» **Exercise**:
Write out every entry exactly as it stands.

::: Provided data

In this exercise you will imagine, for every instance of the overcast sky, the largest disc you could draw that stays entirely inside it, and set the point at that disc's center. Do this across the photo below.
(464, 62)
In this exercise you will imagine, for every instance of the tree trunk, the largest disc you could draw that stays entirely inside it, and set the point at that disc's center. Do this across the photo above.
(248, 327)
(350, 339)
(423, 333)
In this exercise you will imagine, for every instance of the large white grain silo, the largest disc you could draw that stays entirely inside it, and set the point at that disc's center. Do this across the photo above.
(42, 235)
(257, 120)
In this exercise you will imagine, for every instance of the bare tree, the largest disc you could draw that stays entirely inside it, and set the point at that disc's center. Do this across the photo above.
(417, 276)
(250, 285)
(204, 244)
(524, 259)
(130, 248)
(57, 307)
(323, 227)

::::::

» **Solution below**:
In this exercise you will imagine, for every instance of the overcast sky, the largest disc you could draw that stays entirely inside it, and set the point at that disc's center. Do this across the photo below.
(464, 62)
In this exercise you will imagine, for every instance of the tree trunk, the largest disc you could draw that stays entirely inside it, and set the point at that disc's center. Do this across the photo above.
(248, 327)
(350, 339)
(423, 333)
In this exercise you will imagine, for every instance of the large white grain silo, the largest disc you could draw that stays entirely inside it, and set the point at that disc's center. Do this across the photo above.
(42, 235)
(257, 120)
In this exercise you will imagine, for every instance of the bare tree, the largest disc you could draw that stays entirely inside it, and set the point at that disc's center. Do this across the photo above.
(417, 276)
(250, 285)
(204, 244)
(524, 259)
(130, 248)
(57, 307)
(323, 227)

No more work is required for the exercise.